** Start of Document section **
Oh and bread also. Delicious bread that smells so comforting...
For those who asked about a recipe - here it is in a nutshell - it really is so easy.
Firstly, let me say I have no problem with doing things the easy way if it tastes good, which is why I use dried yeast as it's so quick, (as only one kneading and proving is required). Makes one large loaf.
500g / 1lb 2oz strong bread flour (I use half white, half wholemeal)
25g/1 oz butter (I never weigh this, I just guess and scoop some with a teaspoon)
1 and 1/4 teaspoon salt
2 teaspoons sugar
1 and a half teaspoons fast action yeast or 7 g sachet (check on the yeast you are using, you may have to adjust the flour amount a little)
300ml/ 10 fl oz warm water
I use a food processor with a dough hook and put the flour, sugar, salt and butter in and whiz for a few seconds, (if you are doing this by hand you rub in butter to the flour then add salt and sugar) then add the yeast (and whiz) then add *** the water until it comes together into a dough, ( about 4 mins in the machine) and voila!
** End of Document section **
** Start of Record list **
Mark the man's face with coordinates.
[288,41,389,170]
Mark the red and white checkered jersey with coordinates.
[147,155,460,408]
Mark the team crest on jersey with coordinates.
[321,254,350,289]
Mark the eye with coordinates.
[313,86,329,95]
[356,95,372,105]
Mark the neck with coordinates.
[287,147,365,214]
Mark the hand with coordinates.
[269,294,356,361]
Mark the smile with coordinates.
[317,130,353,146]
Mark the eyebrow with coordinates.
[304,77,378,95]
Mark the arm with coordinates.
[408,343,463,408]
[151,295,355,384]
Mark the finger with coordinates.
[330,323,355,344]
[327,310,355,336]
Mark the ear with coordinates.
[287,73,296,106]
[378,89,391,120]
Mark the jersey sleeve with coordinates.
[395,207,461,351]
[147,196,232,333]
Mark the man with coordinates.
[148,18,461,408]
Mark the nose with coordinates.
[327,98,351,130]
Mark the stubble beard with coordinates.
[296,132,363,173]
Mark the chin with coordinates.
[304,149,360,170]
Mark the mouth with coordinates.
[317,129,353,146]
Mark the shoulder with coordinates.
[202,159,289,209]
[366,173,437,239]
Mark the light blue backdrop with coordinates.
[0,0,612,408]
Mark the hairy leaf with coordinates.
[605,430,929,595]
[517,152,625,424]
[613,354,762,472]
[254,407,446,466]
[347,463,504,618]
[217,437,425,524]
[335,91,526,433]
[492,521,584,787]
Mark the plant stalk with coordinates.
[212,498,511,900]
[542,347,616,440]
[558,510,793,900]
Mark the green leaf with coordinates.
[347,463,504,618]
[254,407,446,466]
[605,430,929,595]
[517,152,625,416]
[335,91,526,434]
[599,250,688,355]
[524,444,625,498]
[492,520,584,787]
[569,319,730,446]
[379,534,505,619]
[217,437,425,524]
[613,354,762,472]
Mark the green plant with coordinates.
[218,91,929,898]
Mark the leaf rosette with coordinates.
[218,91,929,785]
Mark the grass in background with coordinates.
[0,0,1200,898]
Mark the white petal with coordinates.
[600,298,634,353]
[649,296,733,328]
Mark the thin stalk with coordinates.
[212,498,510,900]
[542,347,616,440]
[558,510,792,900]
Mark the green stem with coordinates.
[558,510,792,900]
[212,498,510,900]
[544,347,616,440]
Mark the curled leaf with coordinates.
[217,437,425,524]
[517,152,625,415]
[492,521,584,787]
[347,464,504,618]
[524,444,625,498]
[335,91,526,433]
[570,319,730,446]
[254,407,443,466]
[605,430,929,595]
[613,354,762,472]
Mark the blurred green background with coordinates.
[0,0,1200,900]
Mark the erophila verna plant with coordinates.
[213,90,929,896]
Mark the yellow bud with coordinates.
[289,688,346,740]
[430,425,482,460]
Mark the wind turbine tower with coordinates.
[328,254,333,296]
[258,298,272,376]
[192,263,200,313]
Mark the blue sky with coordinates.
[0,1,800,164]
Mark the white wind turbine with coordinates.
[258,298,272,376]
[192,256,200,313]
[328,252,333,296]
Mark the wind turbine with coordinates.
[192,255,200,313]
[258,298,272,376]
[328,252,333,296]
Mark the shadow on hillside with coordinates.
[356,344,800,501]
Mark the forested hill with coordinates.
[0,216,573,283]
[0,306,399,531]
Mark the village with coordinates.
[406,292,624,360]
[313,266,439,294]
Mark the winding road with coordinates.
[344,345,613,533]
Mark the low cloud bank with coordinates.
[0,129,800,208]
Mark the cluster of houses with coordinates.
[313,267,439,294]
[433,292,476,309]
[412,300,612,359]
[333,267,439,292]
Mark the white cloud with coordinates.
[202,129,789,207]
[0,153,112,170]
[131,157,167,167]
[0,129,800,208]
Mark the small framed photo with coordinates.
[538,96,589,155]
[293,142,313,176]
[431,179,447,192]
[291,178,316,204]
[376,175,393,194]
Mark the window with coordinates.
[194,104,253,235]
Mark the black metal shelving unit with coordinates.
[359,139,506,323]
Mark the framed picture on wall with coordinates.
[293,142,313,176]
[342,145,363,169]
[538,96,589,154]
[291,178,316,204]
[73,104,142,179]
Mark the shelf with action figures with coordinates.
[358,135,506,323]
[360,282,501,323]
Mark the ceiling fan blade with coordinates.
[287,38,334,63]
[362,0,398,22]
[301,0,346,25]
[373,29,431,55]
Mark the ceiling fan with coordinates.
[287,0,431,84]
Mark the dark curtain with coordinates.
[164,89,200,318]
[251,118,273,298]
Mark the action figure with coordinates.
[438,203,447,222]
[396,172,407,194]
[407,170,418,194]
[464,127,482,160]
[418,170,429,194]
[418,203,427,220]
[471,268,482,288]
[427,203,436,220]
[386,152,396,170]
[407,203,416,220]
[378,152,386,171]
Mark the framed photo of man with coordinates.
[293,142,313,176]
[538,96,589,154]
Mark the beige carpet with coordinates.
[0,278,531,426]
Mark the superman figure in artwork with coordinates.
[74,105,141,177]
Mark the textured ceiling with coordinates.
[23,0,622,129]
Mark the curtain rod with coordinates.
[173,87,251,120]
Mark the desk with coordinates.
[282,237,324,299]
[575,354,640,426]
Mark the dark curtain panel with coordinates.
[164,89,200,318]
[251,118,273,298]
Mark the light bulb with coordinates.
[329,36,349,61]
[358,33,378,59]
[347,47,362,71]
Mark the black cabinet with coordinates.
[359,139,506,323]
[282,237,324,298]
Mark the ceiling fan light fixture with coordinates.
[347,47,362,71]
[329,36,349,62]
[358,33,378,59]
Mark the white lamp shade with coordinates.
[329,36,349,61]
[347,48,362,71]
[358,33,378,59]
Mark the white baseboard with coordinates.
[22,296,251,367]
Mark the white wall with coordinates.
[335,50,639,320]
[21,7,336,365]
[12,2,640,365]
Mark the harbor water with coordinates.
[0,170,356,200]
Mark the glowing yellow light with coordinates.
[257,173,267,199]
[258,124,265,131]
** End of Record list **
Problem set:
**a)** Please translate this sentence from the bread recipe into Spanish: "For those who asked about a recipe - here it is in a nutshell - it really is so easy."
**b)** Name every ingredient in the bread recipe's ingredient list.
**c)** Carry the bread recipe forward from its final sentence.
This data comes from a separate source.

Task-by-task results:
**a)** Para quienes me pidieron una receta, aquí la tienen en pocas palabras: de verdad es muy fácil.

**b)** Strong bread flour, butter, salt, sugar, fast action yeast, warm water

**c)**
***Usually at this point I add extras such as pumpkin seeds, sunflower seeds, sesame seeds - whatever I have really, in whatever quantity - usually a handful of each but this means you need to increase the water so you can mix it into a dough.
I then take it out and knead it by hand for a couple of minutes and then pop it into a greased tin, shake a little flour over the top, cover it with a tea towel and leave it to double in size.
Once this is ready I pop it into a pre heated oven, (removing the tea towel!) at 230c (450 F, gas mark 8) for roughly 30-35 mins. The loaf should sound hollow when tapped underneath. Remove from tin, (resisting urge to gobble up) and leave to cool.
As I said, so super easy - it usually takes me about 15 mins from the start point, (ie weighing out) to the point when it is in the tin ready to be doubled in size. Sometimes I ring the changes with herbs, sundried tomatoes, seeds etc - just remember that if you add anything to the basic recipe you may need more water.
Result yum! - fresh baked bread and it smells so delicious when it's baking. Eat and enjoy :)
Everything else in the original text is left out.